§ The data:
========================

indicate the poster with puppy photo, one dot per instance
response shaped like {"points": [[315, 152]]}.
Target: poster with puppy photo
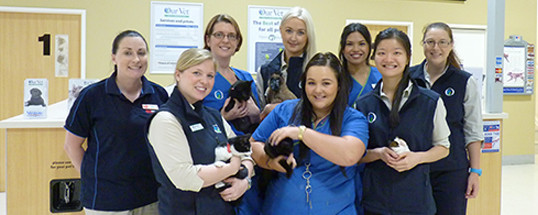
{"points": [[36, 97], [75, 86]]}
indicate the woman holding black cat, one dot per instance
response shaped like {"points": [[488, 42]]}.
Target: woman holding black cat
{"points": [[332, 139], [223, 38], [182, 139], [298, 38]]}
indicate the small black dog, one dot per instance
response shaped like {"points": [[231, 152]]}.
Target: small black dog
{"points": [[236, 146], [241, 91], [36, 98], [285, 148], [277, 91]]}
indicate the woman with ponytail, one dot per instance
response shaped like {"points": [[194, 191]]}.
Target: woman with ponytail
{"points": [[396, 177], [442, 73]]}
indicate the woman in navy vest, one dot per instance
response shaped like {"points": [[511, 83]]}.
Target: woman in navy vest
{"points": [[355, 53], [331, 137], [298, 38], [182, 139], [396, 179], [111, 115], [452, 180], [223, 38]]}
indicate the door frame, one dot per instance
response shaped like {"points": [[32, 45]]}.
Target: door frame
{"points": [[80, 12]]}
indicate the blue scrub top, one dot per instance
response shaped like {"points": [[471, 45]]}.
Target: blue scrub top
{"points": [[358, 90], [221, 89], [332, 192], [116, 170]]}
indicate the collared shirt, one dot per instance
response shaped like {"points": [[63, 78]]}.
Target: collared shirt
{"points": [[472, 126], [440, 130]]}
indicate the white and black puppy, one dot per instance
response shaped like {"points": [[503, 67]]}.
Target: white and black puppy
{"points": [[236, 146]]}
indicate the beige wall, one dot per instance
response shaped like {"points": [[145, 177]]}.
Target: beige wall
{"points": [[106, 18]]}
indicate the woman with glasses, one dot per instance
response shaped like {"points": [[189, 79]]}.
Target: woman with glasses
{"points": [[223, 38], [396, 179], [297, 31], [452, 180]]}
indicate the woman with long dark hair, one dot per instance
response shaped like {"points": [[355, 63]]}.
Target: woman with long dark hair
{"points": [[331, 139], [407, 129]]}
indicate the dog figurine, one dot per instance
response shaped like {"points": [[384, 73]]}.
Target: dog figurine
{"points": [[36, 98]]}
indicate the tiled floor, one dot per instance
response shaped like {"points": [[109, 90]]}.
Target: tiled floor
{"points": [[519, 190]]}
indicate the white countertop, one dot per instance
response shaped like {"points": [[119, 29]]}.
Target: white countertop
{"points": [[56, 115]]}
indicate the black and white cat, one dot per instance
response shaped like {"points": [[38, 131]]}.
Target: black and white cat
{"points": [[236, 146]]}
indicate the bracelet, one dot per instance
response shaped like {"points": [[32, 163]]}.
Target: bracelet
{"points": [[477, 171], [302, 129]]}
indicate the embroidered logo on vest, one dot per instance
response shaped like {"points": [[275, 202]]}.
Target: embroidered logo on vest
{"points": [[216, 129], [371, 117], [450, 91], [219, 95]]}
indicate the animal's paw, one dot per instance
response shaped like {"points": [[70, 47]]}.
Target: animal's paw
{"points": [[219, 164]]}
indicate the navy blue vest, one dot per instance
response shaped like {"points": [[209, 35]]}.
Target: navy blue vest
{"points": [[202, 144], [385, 190], [451, 86], [295, 70]]}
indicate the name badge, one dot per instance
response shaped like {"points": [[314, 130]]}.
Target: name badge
{"points": [[150, 108], [196, 127]]}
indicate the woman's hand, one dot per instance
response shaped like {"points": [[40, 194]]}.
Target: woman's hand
{"points": [[280, 134], [405, 161], [275, 165], [238, 110], [237, 189], [472, 186]]}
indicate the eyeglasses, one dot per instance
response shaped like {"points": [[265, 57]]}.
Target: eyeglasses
{"points": [[440, 43], [220, 36]]}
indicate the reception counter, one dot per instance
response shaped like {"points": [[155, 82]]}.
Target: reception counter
{"points": [[35, 157]]}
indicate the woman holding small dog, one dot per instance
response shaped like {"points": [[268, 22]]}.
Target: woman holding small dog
{"points": [[298, 38], [399, 183], [182, 139], [331, 137], [223, 38], [456, 177]]}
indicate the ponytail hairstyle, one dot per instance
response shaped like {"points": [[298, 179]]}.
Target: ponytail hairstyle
{"points": [[304, 112], [453, 59], [401, 37]]}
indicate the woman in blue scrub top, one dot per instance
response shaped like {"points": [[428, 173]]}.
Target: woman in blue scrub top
{"points": [[223, 38], [111, 115], [452, 180], [399, 183], [298, 38], [332, 139], [355, 54]]}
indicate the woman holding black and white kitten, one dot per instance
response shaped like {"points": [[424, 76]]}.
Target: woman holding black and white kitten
{"points": [[455, 178], [182, 139], [223, 38], [332, 139], [399, 183]]}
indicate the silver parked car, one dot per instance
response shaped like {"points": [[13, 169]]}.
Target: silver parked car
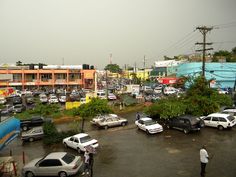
{"points": [[111, 122], [60, 164], [33, 134]]}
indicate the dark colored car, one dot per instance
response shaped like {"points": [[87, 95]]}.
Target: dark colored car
{"points": [[29, 99], [33, 122], [186, 123], [33, 134], [16, 100], [7, 110], [18, 108]]}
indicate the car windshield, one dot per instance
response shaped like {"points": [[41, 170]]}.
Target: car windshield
{"points": [[68, 158], [194, 120], [85, 139], [149, 122], [230, 118], [18, 106]]}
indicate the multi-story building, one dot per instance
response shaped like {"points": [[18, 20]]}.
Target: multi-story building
{"points": [[223, 74], [50, 76]]}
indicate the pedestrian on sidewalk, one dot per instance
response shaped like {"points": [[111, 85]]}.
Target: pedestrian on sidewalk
{"points": [[137, 116], [86, 162], [204, 158]]}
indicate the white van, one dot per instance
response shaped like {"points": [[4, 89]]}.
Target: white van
{"points": [[219, 120], [101, 94], [170, 90]]}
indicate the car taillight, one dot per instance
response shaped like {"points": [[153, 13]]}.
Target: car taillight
{"points": [[76, 166]]}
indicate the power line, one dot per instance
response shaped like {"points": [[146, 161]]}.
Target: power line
{"points": [[225, 25], [176, 43], [204, 30]]}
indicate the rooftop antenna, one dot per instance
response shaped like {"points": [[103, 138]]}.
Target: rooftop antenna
{"points": [[110, 58]]}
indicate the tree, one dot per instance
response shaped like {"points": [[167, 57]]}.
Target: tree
{"points": [[234, 51], [199, 100], [135, 79], [167, 108], [18, 63], [95, 107], [114, 68], [222, 54]]}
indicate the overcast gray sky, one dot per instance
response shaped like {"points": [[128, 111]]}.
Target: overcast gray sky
{"points": [[87, 31]]}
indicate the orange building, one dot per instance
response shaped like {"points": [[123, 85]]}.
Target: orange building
{"points": [[54, 77]]}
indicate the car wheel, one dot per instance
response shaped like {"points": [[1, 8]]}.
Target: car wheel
{"points": [[202, 124], [220, 127], [186, 131], [65, 145], [62, 174], [29, 174], [31, 139], [25, 128], [79, 150]]}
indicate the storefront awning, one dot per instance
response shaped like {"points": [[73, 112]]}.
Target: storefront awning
{"points": [[167, 80], [9, 130]]}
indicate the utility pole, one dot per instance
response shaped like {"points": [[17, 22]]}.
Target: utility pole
{"points": [[204, 30], [144, 67]]}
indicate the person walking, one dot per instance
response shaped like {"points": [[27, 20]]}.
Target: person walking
{"points": [[86, 162], [137, 116], [204, 158]]}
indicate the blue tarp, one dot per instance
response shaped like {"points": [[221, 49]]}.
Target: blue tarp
{"points": [[9, 130]]}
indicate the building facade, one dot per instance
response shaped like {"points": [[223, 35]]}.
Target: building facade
{"points": [[52, 76], [223, 74]]}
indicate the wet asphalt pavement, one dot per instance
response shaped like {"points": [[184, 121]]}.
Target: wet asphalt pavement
{"points": [[129, 152]]}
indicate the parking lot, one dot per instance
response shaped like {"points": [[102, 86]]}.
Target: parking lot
{"points": [[127, 151]]}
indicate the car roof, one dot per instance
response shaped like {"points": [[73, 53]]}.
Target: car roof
{"points": [[80, 135], [36, 128], [55, 155], [229, 110], [218, 115], [145, 118], [188, 117]]}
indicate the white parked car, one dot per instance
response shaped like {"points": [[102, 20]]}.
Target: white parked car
{"points": [[111, 96], [219, 120], [149, 125], [53, 99], [101, 94], [80, 141], [170, 90], [3, 100], [43, 98], [232, 112], [100, 117], [60, 164], [158, 89], [62, 98]]}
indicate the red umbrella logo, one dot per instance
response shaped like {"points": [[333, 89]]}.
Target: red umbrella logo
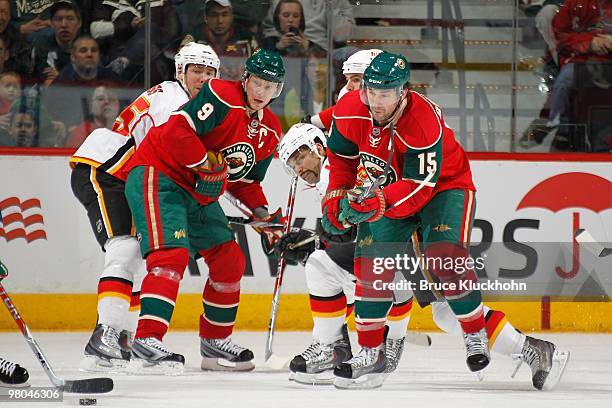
{"points": [[570, 190]]}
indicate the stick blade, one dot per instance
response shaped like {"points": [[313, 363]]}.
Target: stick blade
{"points": [[89, 386], [277, 363]]}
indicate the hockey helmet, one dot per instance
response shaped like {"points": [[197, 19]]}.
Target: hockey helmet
{"points": [[195, 53], [299, 135], [359, 61], [267, 65], [387, 71]]}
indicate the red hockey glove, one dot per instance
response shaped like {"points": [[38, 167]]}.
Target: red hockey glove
{"points": [[331, 212], [270, 235]]}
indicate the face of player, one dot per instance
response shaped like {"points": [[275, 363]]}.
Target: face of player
{"points": [[104, 104], [259, 92], [219, 19], [86, 54], [306, 164], [196, 76], [10, 87], [353, 81], [66, 25], [383, 103], [23, 129], [289, 15]]}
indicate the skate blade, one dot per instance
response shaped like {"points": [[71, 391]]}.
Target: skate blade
{"points": [[138, 366], [221, 364], [560, 359], [94, 364], [324, 378], [366, 381]]}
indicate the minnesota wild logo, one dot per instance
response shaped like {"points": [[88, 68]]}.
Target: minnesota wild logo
{"points": [[374, 168], [240, 159]]}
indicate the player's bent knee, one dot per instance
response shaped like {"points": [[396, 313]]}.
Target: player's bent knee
{"points": [[122, 258], [226, 262], [173, 259]]}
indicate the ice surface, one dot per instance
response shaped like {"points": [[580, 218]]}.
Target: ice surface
{"points": [[433, 377]]}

========================

Render the data from the line containing "indicate the ice" through the end of the data as a Markdown table with the columns Index and Content, numbering each line and omitting any blank lines.

| Index | Content |
|---|---|
| 1 | indicate the ice surface, one dot per instance |
| 2 | response shaped like {"points": [[580, 218]]}. |
| 3 | Target: ice surface |
| 4 | {"points": [[433, 377]]} |